Task
Copy verbatim the lines of the listing below, starting at the line that contains "# Locate the gray roof in the image above." and stopping after the line that contains "12,75 -> 373,210". Include both of those lines and nothing else.

Extracted entries

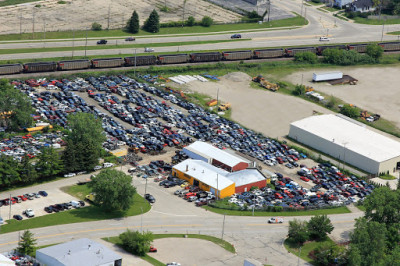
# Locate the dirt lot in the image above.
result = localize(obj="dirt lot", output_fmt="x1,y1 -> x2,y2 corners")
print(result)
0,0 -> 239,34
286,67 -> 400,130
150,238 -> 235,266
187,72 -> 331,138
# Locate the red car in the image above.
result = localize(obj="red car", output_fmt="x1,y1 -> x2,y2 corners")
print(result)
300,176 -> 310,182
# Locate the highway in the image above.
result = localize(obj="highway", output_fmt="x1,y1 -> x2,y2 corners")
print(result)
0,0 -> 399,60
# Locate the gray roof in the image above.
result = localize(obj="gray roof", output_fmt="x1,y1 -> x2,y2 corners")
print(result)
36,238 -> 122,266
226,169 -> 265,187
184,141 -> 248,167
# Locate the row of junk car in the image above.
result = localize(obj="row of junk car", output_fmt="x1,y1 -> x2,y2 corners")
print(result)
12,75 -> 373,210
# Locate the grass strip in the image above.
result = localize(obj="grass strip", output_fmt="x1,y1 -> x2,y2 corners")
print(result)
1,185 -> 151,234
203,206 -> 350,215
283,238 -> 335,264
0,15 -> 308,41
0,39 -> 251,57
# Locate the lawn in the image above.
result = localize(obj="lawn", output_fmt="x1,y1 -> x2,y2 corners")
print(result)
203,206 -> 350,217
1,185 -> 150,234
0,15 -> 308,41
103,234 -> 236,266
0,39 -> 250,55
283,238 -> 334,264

* * *

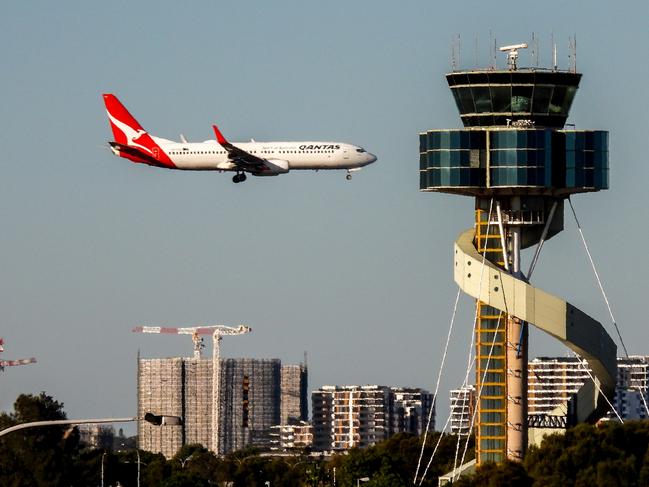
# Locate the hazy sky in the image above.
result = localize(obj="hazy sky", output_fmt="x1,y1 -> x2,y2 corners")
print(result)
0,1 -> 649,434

---

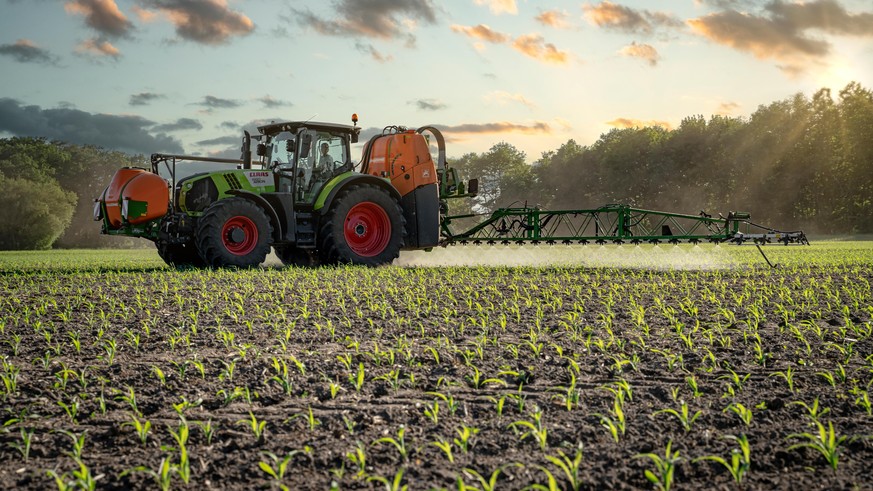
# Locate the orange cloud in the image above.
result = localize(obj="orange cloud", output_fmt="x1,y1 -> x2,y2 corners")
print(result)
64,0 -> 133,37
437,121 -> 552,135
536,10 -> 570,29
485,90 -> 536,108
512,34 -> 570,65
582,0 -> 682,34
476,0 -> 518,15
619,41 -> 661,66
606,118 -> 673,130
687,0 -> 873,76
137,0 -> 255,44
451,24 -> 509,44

Correct answer
# Locate the gray roof in the image above.
result = localize(obj="gray roof", output_fmt="x1,y1 -> x2,y2 corners")
print(result)
36,238 -> 122,266
226,169 -> 265,187
184,141 -> 248,167
# Locate the row of junk car in the image above.
result = localize(obj="row of junk car", output_fmt="x1,y1 -> x2,y2 corners")
print(result)
12,75 -> 373,210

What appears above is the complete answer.